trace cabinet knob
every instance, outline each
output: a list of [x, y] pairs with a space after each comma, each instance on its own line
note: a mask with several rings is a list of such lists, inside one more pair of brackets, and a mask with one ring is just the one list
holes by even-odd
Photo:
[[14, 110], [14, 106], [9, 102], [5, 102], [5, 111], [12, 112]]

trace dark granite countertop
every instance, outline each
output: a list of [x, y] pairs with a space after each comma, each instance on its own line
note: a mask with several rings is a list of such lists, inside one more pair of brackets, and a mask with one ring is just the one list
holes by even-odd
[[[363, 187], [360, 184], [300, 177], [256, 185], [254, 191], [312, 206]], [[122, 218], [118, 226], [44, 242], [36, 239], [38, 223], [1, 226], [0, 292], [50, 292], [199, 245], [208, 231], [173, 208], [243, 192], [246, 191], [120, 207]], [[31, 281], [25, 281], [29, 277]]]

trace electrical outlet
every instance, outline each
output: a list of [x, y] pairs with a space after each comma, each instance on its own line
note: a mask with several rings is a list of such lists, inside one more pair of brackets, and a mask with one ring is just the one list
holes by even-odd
┄┄┄┄┄┄
■ **GOAL**: Render every line of the rows above as a numbered list, leaving out the blank lines.

■ **SOLUTION TO THE PROBLEM**:
1. trace cabinet knob
2. every instance, outline each
3. output: a list of [x, y] pairs with a space after each comma, each instance on its own line
4. note: a mask with several rings is a list of such lists, inside one more pair of brackets, and a mask with one ring is just the one list
5. holes by even-odd
6. Photo:
7. [[14, 110], [14, 106], [9, 102], [5, 102], [5, 111], [12, 112]]
8. trace dark granite countertop
9. every instance, outline each
10. output: a list of [x, y] pairs with a space after each comma, each instance on its own line
11. note: a mask with several rings is a list of such lists, inside one more pair of brackets, and a mask with one ring is just the one list
12. holes by even-odd
13. [[[363, 187], [360, 184], [300, 177], [256, 185], [254, 191], [312, 206]], [[122, 218], [118, 226], [44, 242], [36, 239], [38, 223], [1, 226], [0, 292], [50, 292], [199, 245], [208, 231], [173, 208], [243, 192], [246, 191], [120, 207]], [[31, 281], [25, 281], [29, 277]]]
14. trace electrical outlet
15. every instance, outline each
16. output: a list of [x, y] pairs with a space after each comma, each instance on its own line
17. note: a mask with several rings is a list of such lists, inside one more pair of brackets, and a mask with one ring is just the one list
18. holes by even-odd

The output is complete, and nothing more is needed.